:: WHAT IS EXPECTED ::
Scan the entries below. Return every line that includes "seen".

:: RECORDS TO PROCESS ::
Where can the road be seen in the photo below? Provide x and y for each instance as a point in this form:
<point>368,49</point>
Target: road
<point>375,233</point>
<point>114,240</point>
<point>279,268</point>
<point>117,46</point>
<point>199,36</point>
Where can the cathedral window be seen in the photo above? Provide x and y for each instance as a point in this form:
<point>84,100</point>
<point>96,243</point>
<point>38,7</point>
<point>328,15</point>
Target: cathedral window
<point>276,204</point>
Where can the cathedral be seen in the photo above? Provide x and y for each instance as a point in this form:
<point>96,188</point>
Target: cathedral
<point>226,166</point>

==

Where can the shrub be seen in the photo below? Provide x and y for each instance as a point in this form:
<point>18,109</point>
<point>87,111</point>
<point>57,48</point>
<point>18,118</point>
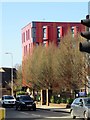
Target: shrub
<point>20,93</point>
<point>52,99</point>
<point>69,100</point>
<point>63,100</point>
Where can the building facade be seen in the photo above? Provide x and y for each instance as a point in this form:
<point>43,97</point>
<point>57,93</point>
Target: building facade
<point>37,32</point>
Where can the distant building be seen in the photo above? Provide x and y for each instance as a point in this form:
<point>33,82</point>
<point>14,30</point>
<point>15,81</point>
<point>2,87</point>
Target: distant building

---

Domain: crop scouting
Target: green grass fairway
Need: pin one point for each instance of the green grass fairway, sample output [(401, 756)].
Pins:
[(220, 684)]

:: ANSWER SPACE ::
Where can the road be seen in the photo below? Provide x and y for each instance as a point in this form:
Where can the cathedral window be seen in the photo above? Provide x and y for each instance as a point in this form:
Where can the cathedral be seen in the photo above? Provide x and y for each instance as a point in this form:
Where can the shrub be seen in the photo below? Provide x and y for each instance as a point in this form:
Where can the building facade be seen in the photo above? Provide x and y for each instance as a point in this form:
Where can the distant building be seen in the photo above? Provide x and y for each instance as a point in this form:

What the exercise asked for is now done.